**WORK TO BE COMPLETED**: Pick out and copy each line in the items below that contains the word "flat". Uppercase and lowercase count as different.

### EXERCISE MATERIALS ###

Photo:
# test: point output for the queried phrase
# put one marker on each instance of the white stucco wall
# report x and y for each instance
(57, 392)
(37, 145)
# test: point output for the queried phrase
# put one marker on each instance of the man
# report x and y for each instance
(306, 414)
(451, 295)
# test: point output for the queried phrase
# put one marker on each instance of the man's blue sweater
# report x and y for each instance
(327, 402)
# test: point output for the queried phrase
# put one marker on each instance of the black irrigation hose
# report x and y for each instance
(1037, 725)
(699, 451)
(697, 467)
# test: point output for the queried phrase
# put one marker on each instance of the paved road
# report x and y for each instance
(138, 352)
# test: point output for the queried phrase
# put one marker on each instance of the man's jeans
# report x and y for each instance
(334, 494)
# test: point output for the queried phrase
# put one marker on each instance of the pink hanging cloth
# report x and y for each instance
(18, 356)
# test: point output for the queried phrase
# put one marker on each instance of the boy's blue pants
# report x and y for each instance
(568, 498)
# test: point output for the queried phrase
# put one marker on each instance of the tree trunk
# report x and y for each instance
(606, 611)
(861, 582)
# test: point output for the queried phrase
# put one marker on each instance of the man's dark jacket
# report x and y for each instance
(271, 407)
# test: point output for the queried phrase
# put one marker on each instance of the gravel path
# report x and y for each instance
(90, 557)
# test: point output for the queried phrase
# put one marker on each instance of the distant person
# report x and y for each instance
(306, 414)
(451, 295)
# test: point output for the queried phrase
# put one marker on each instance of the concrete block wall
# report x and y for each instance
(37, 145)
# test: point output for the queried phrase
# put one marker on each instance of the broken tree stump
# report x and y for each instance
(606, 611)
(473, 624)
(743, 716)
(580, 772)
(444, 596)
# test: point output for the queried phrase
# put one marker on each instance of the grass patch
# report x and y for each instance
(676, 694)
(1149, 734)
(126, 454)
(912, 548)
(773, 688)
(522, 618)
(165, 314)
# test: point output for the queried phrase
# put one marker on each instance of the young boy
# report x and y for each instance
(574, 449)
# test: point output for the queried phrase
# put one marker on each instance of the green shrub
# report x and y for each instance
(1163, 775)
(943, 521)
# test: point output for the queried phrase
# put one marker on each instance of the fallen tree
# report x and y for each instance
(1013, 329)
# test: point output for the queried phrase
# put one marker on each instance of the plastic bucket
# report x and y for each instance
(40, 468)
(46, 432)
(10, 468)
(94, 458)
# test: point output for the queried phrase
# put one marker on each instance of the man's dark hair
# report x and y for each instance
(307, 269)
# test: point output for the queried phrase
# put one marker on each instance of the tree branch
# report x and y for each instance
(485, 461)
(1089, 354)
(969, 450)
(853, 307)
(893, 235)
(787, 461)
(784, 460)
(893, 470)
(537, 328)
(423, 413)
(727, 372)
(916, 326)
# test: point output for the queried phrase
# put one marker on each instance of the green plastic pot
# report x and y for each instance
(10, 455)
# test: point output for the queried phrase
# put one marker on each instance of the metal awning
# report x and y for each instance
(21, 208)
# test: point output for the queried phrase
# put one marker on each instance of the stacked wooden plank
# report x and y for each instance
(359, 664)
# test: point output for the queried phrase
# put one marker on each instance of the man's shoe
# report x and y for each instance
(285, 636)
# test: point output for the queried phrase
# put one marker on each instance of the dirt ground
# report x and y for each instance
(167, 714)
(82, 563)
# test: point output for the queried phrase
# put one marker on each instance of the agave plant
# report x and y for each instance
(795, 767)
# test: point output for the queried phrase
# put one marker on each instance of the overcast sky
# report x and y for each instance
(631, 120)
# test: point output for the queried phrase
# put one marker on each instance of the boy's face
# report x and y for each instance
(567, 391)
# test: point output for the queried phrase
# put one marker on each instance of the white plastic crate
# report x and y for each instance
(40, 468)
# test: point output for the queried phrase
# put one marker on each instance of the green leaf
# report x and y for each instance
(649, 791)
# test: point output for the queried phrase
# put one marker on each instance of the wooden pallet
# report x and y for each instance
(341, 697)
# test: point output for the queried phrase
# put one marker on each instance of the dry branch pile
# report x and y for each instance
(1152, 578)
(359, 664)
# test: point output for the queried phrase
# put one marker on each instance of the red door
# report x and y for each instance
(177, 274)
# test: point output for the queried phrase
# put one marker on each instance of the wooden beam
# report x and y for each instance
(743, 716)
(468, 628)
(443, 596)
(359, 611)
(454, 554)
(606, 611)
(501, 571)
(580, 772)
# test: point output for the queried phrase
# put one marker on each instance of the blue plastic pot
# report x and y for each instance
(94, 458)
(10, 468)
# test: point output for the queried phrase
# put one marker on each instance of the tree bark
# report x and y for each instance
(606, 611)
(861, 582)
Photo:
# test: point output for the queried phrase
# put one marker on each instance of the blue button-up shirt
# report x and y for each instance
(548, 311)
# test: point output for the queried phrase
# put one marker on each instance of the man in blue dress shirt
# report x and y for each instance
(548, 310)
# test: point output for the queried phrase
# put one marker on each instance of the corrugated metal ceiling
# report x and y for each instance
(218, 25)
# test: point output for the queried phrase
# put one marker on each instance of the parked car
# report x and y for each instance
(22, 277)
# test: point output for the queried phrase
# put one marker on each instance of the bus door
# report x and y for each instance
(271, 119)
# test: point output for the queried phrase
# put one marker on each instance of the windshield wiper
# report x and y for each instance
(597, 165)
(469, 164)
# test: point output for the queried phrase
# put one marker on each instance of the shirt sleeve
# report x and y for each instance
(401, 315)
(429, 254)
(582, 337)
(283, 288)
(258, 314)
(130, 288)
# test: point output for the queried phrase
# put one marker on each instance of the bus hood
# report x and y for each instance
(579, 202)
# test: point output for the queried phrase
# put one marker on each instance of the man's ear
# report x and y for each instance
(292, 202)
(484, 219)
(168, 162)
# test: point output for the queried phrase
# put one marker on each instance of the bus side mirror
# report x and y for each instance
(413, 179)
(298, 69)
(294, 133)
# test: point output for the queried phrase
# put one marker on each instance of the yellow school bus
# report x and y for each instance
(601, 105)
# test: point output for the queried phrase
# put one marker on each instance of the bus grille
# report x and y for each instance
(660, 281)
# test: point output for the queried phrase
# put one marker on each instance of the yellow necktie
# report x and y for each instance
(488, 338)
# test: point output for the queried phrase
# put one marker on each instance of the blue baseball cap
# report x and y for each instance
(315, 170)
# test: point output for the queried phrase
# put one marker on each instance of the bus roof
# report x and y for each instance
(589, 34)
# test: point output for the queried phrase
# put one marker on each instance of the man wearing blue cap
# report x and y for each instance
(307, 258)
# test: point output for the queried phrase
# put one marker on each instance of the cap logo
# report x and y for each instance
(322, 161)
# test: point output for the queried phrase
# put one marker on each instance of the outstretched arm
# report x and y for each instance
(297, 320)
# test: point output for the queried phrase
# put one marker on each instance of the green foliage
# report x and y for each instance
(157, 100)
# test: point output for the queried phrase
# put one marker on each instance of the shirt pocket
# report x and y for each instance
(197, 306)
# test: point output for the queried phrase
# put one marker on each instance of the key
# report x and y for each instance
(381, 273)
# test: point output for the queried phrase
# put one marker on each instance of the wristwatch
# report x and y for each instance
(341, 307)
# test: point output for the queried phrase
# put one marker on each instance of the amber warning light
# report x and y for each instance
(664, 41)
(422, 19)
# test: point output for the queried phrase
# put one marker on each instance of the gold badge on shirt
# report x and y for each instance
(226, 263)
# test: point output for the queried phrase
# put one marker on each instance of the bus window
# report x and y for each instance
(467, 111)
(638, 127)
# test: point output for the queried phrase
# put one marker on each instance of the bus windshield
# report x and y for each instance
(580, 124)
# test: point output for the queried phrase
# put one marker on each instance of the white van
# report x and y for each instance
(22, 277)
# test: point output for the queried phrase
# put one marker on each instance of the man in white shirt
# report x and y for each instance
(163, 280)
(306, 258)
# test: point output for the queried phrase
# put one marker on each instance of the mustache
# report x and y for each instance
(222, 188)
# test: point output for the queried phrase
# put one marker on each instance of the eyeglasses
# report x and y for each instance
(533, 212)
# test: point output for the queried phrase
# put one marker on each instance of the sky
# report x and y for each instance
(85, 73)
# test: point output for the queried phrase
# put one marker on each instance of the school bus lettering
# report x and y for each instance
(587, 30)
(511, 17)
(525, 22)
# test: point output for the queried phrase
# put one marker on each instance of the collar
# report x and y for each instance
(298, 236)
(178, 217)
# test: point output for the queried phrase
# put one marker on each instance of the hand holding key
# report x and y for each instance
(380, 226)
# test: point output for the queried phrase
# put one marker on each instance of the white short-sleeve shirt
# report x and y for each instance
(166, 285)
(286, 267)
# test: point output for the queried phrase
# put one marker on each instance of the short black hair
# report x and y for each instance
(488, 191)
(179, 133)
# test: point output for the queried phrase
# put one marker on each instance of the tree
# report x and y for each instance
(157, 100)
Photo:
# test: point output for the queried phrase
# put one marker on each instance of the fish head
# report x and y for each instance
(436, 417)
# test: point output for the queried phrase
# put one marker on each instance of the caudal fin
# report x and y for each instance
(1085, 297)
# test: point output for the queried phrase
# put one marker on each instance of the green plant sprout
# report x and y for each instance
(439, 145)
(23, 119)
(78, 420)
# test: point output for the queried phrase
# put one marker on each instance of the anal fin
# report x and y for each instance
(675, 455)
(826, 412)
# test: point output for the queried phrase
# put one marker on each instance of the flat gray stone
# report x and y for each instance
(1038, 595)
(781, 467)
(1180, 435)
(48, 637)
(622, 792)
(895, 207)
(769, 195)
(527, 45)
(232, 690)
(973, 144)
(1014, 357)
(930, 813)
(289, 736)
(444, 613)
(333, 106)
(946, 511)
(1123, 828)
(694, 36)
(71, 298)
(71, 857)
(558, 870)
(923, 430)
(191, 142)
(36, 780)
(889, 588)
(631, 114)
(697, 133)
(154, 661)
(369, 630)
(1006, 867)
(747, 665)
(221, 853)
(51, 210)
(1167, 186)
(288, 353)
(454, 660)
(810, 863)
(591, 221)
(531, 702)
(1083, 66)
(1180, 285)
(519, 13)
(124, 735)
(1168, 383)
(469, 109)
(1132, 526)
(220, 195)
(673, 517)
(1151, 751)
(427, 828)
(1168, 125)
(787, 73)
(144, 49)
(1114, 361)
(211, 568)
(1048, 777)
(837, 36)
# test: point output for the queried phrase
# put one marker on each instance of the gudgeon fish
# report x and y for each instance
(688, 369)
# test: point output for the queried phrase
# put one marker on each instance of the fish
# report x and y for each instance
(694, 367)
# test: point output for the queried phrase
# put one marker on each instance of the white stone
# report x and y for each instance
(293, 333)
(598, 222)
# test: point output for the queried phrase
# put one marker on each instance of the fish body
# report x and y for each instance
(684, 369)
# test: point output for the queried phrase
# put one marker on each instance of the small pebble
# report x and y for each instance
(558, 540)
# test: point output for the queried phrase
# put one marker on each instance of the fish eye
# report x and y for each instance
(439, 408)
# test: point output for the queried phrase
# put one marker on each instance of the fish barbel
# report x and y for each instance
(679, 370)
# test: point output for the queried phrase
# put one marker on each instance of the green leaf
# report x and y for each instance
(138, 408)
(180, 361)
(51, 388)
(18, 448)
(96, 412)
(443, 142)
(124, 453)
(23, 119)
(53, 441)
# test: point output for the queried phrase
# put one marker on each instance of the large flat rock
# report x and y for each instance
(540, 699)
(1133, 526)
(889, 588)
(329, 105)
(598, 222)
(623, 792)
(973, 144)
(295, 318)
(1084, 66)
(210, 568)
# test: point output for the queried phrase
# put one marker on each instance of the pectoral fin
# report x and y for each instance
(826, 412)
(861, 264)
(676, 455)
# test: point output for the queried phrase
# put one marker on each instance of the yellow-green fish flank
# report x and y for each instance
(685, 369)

###

**FINAL RESULT**:
# put one marker on each instance of the flat gray stone
# put one marker on each instance of the large flat rock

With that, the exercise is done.